#### WHAT IS EXPECTED:
Pick out every line in the listing below that contains the string "outline", counting only matches with the same letter case.

#### RAW DATA:

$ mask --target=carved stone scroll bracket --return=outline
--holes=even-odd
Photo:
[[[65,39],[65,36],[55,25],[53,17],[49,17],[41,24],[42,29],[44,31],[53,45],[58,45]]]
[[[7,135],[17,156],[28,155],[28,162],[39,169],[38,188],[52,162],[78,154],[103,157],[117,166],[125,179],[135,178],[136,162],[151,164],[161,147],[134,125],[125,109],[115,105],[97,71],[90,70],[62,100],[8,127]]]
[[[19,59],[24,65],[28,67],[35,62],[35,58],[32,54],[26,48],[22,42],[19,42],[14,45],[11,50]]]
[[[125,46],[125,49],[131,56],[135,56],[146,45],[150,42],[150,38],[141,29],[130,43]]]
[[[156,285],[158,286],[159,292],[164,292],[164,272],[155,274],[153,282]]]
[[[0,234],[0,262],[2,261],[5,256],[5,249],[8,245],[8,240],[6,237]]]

* * *

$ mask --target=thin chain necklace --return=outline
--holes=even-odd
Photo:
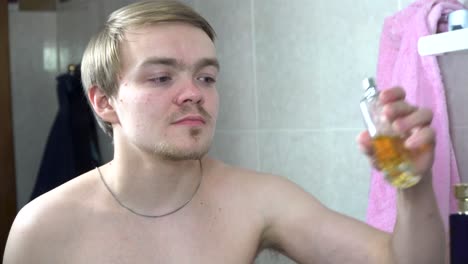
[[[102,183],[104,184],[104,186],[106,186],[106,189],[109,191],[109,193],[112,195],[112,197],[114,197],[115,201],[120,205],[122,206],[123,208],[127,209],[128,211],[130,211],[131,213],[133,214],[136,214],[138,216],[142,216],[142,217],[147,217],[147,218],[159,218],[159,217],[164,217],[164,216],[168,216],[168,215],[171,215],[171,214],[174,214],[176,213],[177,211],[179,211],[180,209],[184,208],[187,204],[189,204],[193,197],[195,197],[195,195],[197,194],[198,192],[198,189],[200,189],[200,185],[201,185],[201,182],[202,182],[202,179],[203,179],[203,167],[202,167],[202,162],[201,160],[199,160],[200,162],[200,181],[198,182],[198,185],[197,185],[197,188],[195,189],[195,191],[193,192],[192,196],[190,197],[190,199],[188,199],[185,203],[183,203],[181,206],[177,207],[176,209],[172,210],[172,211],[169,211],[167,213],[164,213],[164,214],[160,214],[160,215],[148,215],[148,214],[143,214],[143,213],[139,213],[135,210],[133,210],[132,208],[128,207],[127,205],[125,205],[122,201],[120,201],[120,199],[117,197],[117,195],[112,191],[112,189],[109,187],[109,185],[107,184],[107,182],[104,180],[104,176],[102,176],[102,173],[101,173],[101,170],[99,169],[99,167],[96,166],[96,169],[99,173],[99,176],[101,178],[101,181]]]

---

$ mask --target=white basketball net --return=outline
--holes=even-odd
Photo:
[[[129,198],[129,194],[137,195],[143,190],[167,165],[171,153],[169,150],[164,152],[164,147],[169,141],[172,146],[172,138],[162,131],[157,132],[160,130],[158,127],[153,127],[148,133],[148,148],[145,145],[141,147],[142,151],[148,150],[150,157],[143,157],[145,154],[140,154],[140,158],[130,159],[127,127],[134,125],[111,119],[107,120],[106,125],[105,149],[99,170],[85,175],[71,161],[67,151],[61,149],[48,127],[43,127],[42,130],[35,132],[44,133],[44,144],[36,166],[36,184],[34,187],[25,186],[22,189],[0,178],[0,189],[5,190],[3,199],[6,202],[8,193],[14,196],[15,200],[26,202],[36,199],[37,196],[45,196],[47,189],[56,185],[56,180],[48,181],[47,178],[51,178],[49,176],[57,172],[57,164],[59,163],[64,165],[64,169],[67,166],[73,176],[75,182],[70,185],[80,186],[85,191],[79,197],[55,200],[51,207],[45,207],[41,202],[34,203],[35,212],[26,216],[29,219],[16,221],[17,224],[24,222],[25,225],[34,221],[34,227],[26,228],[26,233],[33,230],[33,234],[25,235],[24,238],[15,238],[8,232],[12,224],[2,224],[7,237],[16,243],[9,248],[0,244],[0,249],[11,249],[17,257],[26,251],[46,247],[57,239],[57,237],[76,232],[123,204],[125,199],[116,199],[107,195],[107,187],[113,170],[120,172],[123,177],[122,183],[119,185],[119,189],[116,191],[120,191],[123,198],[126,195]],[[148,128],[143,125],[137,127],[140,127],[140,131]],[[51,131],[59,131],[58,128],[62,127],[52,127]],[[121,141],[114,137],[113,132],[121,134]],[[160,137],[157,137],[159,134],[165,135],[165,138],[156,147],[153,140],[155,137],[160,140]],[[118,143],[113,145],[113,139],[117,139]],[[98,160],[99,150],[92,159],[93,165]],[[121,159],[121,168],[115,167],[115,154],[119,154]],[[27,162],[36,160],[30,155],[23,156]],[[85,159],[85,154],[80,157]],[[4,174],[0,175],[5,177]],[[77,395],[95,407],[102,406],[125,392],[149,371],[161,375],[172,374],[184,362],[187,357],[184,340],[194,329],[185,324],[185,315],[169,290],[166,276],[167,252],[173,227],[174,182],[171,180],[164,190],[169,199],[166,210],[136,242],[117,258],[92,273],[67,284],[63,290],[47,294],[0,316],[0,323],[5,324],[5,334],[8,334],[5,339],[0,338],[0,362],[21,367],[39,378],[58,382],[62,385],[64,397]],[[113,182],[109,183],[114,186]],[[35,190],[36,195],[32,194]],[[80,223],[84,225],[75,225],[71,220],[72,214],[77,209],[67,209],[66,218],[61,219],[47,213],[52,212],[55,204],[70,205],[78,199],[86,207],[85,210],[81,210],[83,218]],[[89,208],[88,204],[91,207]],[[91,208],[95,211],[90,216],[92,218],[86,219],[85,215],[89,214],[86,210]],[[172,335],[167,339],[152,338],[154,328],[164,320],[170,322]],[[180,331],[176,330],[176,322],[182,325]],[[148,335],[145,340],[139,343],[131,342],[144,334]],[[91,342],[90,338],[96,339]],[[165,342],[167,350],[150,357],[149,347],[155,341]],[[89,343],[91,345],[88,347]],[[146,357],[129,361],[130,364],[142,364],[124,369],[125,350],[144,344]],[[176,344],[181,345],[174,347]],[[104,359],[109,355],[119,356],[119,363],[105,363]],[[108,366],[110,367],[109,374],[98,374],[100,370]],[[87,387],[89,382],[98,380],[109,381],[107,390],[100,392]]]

#### FINISHED ANSWER:
$ mask --target=carved stone scroll bracket --return=outline
$ mask --target=thin chain necklace --return=outline
$ mask --target=white basketball net --return=outline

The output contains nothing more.